**ÉNONCÉ DU PROBLÈME:**
Rédigez la suite du texte ci-dessous sur les négociations budgétaires européennes, à partir de sa dernière phrase.

**EXTRAIT FOURNI:**
┄┄┄┄┄┄┄┄┄┄
Négociations budgétaires européennes et ambition démocratique européenne
A la suite de son refus de la première proposition de budget pluriannuel à l’été 2020, le Parlement européen a montré qu’il ferait preuve de fermeté sur ses priorités, tant en termes de moyens budgétaires que d’outils comme celui sur l’Etat de droit. Alors que les objectifs ont été revus à la hausse, en termes budgétaires comme sur les ressources propres grâce à la feuille de route du 10 novembre 2020, comment s’assurer qu’ils soient réellement mis en œuvre avec une ambition constante ?
Tout d’abord, les gains de ces négociations sont d’un montant inédit au sein d’une Union à 27. Le Parlement européen a ainsi pu obtenir 16 milliards d’euros supplémentaires. Cette somme permettra de consolider de nouvelles compétences, avec le triplement du budget lié à la santé, ou de renforcer des programmes existants comme Erasmus. En outre, les parlementaires ont réussi à s’accorder pour introduire des critères de dépenses sectoriels précis. Ainsi, la biodiversité devra représenter 10 % des dépenses du CFP à l’horizon 2026, une cible à l’origine absente du projet de la Commission et de l’accord entre chefs d’État et de gouvernement, en plus de l’objectif de 30 % des dépenses en faveur du climat.
┄┄┄┄┄┄┄┄┄┄
**INFORMATIONS FOURNIES:**

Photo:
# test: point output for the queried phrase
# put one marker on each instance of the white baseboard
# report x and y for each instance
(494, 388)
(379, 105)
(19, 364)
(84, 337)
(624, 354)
┄┄┄┄┄┄┄┄┄┄
**RÉSULTAT OBTENU:**
Pour graver ces mesures dans le marbre, le Parlement s’est battu pour que le calendrier des ressources propres - sujet éminemment pressant - soit juridiquement contraignant. Ces ressources propres sont le seul moyen pour l’Union de financer ses ambitions politiques et de rembourser l’emprunt européen, contracté en commun, pour Next Generation EU. Il n’est pas envisageable de rembourser l’effort de relance par l’augmentation des contributions nationales, qui sont notamment financées par les impôts des contribuables. De même, réduire les programmes européens pour permettre le remboursement n’est pas une solution viable. Notre objectif a été de garantir que l’emprunt soit remboursé par les contributions des géants du numérique, par les entreprises qui pratiquent l’optimisation fiscale ou encore les entreprises étrangères qui importent au sein de l’UE sans en respecter les normes environnementales. C’est pourquoi les ressources propres doivent être au cœur des prochaines discussions. Il s’agit d’un combat à mener, à long terme, pour accroître la capacité d’autonomie financière de l’Union, par rapport aux contraintes budgétaires nationales.
Alors que les interprétations divergent selon les commentateurs, dans quelle mesure ces accords sont-ils juridiquement contraignants ? Comment l’Union peut-elle travailler avec les parlements nationaux, et préserver les intérêts de chacun ?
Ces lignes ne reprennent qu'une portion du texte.